→ Data listing
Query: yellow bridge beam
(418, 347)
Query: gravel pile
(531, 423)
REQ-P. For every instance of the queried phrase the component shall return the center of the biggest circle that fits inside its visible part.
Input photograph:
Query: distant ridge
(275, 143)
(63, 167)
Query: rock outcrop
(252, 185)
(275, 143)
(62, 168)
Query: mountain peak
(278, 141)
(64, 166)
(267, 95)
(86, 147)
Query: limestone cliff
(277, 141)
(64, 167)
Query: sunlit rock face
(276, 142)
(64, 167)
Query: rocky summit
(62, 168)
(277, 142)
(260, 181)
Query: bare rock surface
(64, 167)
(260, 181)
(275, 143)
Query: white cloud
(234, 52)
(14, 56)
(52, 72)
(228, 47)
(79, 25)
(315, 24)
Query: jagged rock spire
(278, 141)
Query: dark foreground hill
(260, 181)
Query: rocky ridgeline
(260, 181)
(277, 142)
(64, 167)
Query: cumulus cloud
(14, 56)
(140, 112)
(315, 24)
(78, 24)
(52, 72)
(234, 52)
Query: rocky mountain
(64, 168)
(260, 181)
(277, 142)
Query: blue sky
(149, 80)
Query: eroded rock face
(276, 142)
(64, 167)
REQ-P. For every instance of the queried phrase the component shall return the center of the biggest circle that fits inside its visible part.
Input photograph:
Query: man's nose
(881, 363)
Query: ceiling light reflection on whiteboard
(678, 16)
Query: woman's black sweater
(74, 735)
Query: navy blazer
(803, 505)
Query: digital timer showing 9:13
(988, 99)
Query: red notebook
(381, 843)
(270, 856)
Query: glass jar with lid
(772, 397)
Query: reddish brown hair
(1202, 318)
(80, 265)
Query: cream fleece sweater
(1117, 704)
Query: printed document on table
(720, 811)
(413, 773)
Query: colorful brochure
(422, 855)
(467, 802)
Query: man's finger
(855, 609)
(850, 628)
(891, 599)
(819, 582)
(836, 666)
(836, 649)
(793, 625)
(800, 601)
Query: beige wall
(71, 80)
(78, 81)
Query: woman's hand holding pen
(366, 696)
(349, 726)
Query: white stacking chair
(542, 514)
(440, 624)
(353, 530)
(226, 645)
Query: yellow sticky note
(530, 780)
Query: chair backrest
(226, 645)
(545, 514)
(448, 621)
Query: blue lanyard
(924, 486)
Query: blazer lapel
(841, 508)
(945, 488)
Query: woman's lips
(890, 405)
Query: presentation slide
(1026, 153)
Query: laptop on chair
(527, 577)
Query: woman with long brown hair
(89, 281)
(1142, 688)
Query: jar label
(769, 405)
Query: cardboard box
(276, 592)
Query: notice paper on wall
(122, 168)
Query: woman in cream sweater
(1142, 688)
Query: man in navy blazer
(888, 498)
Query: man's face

---

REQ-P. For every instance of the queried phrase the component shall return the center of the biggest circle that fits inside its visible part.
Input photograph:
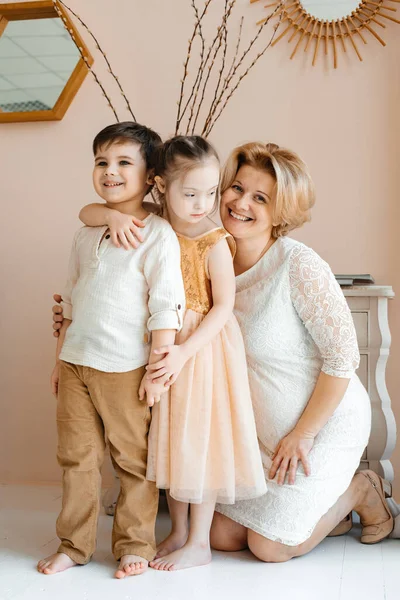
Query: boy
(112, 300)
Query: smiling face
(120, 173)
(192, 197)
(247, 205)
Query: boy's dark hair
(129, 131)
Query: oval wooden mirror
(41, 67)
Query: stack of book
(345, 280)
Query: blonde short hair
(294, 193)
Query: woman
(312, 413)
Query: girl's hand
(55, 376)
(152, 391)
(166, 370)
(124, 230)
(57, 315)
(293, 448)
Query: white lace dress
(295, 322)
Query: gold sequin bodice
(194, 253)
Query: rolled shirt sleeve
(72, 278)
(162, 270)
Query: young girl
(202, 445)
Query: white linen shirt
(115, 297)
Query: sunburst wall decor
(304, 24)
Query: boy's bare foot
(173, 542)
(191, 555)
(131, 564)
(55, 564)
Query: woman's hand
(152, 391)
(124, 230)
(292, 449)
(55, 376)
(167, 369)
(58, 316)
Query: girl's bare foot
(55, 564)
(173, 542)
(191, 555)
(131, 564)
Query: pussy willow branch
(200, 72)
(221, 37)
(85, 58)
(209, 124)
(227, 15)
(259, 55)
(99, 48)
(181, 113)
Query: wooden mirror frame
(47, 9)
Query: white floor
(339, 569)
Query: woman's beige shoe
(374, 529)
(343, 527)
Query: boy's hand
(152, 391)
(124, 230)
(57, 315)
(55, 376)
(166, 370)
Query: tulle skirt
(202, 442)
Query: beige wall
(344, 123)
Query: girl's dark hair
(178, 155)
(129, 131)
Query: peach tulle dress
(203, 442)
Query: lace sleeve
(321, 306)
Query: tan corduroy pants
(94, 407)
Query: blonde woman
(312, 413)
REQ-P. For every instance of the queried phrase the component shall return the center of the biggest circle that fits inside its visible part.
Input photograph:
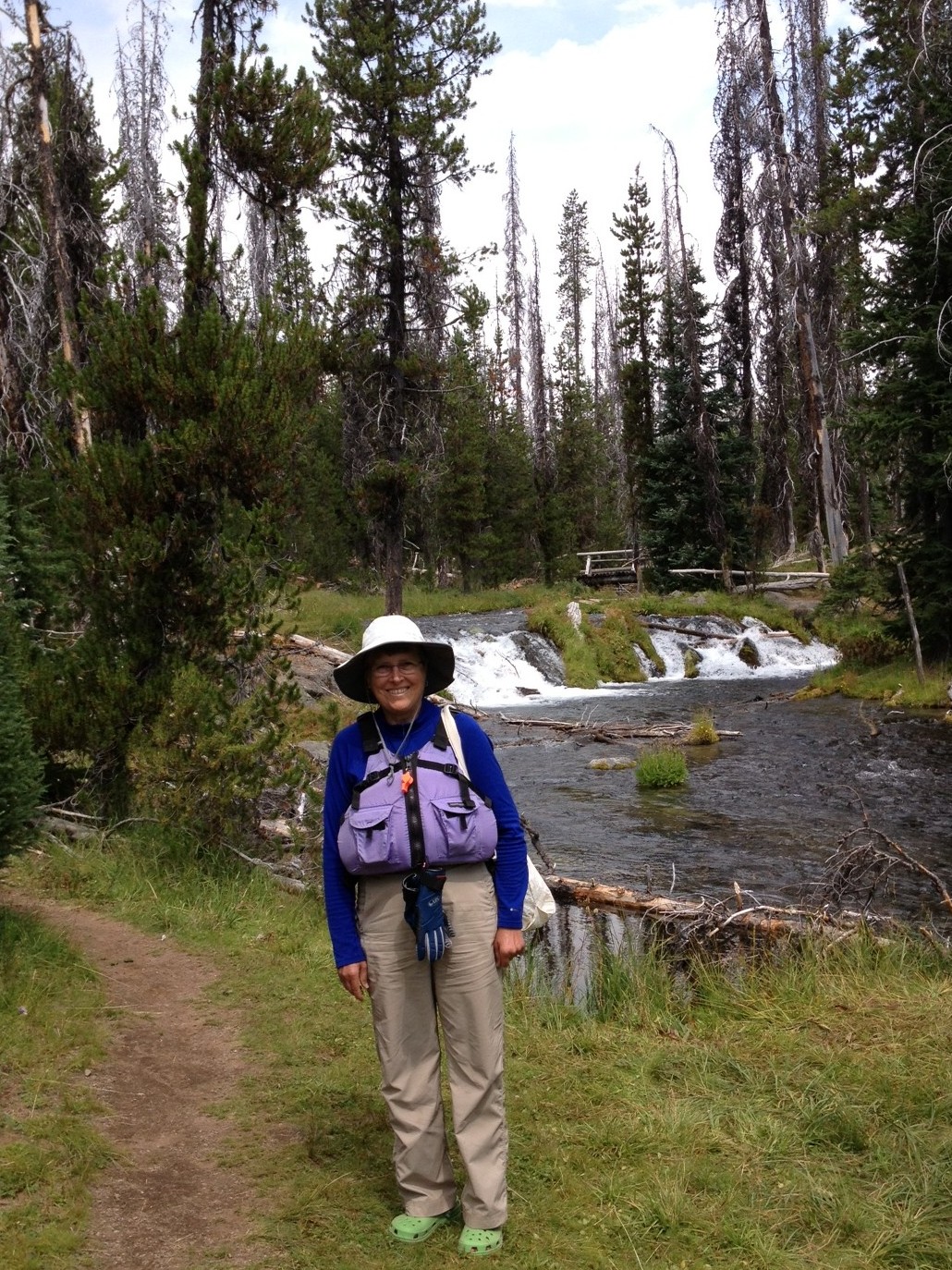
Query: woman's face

...

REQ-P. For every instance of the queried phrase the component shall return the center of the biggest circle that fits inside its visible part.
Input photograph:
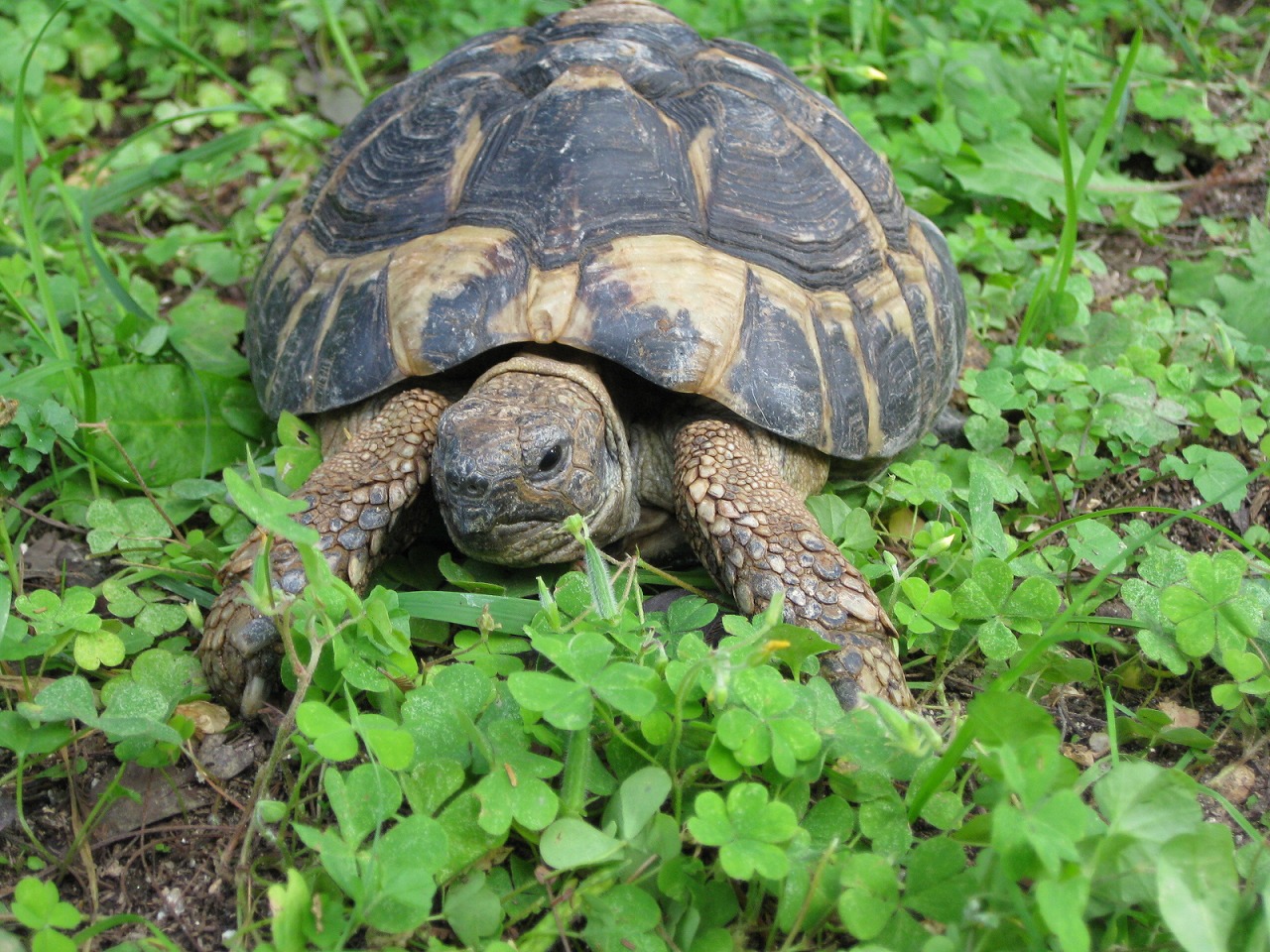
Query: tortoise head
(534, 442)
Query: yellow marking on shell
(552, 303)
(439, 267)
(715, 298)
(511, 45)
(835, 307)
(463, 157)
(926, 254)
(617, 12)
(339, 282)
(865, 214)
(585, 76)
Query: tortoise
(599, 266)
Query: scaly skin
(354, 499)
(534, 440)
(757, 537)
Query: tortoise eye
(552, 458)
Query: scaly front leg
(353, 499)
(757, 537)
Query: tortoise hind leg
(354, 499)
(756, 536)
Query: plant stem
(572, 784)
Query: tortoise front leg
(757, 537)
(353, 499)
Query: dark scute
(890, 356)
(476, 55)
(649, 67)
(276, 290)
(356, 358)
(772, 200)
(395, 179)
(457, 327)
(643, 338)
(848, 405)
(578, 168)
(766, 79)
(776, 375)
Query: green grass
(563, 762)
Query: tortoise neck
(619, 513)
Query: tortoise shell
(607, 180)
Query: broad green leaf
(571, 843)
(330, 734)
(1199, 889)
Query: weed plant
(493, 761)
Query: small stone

→ SHORT EXERCISE
Quote the material word for word from the line with "Query: white linen shirt" up to and including the line with "Query: woman's face". Leave any pictures out of your answer.

→ EXPECTED OUTPUT
Query: white linen shirt
(115, 297)
Query: sunburst wall decor
(304, 24)
Query: boy's bare foot
(173, 542)
(191, 555)
(131, 564)
(55, 564)
Query: woman's hand
(152, 391)
(124, 230)
(292, 449)
(55, 376)
(167, 369)
(58, 316)
Query: girl's bare foot
(55, 564)
(173, 542)
(191, 555)
(131, 564)
Query: pussy willow branch
(200, 72)
(221, 37)
(85, 58)
(209, 124)
(227, 15)
(259, 55)
(99, 48)
(181, 113)
Query: wooden mirror frame
(47, 9)
Query: white floor
(339, 569)
Query: woman's beige shoe
(374, 529)
(343, 527)
Query: boy's hand
(152, 391)
(124, 230)
(57, 315)
(55, 376)
(166, 370)
Query: tulle skirt
(202, 442)
Query: beige wall
(344, 123)
Query: girl's dark hair
(178, 155)
(129, 131)
Query: peach tulle dress
(203, 442)
Query: lace sleeve
(321, 306)
Query: tan corduroy pants
(94, 407)
Query: blonde woman
(312, 413)
REQ-P. For every instance of the queried phrase the component shall return the center of the biggest circle that fits inside its visible part.
Input photograph:
Query: woman's face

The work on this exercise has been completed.